▶ Problem to solve:
Could you copy exactly the lines below, beginning at the line with "Target: weathered rock face" and stopping after the line with "Target: grassy hillside", with no pictures?

Extracted data entries:
== Segment start ==

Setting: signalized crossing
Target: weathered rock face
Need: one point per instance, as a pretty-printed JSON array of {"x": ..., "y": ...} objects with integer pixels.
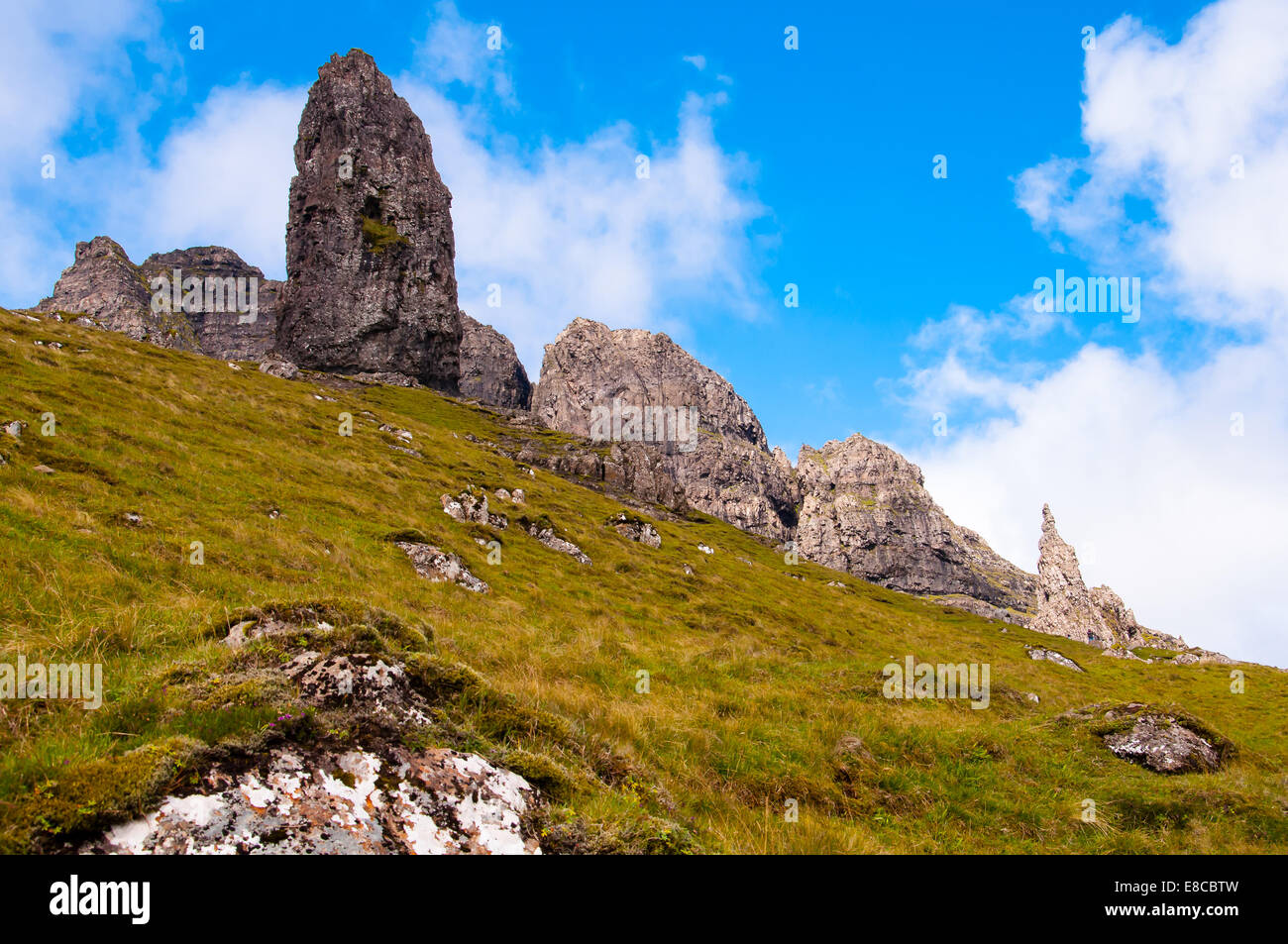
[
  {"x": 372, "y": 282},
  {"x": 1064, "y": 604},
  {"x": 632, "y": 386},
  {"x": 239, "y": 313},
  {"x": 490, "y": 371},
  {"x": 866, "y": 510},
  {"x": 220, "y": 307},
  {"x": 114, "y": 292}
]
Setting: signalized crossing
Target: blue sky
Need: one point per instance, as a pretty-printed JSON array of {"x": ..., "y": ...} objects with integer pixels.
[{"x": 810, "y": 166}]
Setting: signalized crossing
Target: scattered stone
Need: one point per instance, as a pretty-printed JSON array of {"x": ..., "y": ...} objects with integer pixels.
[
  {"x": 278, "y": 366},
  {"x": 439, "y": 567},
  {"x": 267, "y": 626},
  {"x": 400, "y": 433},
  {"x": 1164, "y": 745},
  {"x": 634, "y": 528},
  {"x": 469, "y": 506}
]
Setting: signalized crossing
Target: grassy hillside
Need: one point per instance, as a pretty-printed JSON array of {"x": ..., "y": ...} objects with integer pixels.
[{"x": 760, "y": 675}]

== Segment end ==

▶ The answer:
Target: weathered rock face
Need: one point per instance, as a pretty-printed JSON array of {"x": ..., "y": ...} objects with integer pixels.
[
  {"x": 372, "y": 282},
  {"x": 1064, "y": 604},
  {"x": 632, "y": 386},
  {"x": 239, "y": 313},
  {"x": 490, "y": 371},
  {"x": 866, "y": 510},
  {"x": 220, "y": 307},
  {"x": 114, "y": 292}
]
Setting: signalized crossing
Target: blue sky
Need: one point per instance, as a pretty-printed JSON array of {"x": ..., "y": ...} objects with integer pixels.
[{"x": 810, "y": 166}]
Setting: signalized crossing
Target: scattered stone
Need: one point per instance, as a pretty-printed JSON array of {"x": ..., "y": ...} objects with integer pixels.
[
  {"x": 278, "y": 366},
  {"x": 439, "y": 567},
  {"x": 267, "y": 626},
  {"x": 400, "y": 433},
  {"x": 1164, "y": 745},
  {"x": 634, "y": 528},
  {"x": 469, "y": 506}
]
Setting: signalized crossing
Target: grassy hillside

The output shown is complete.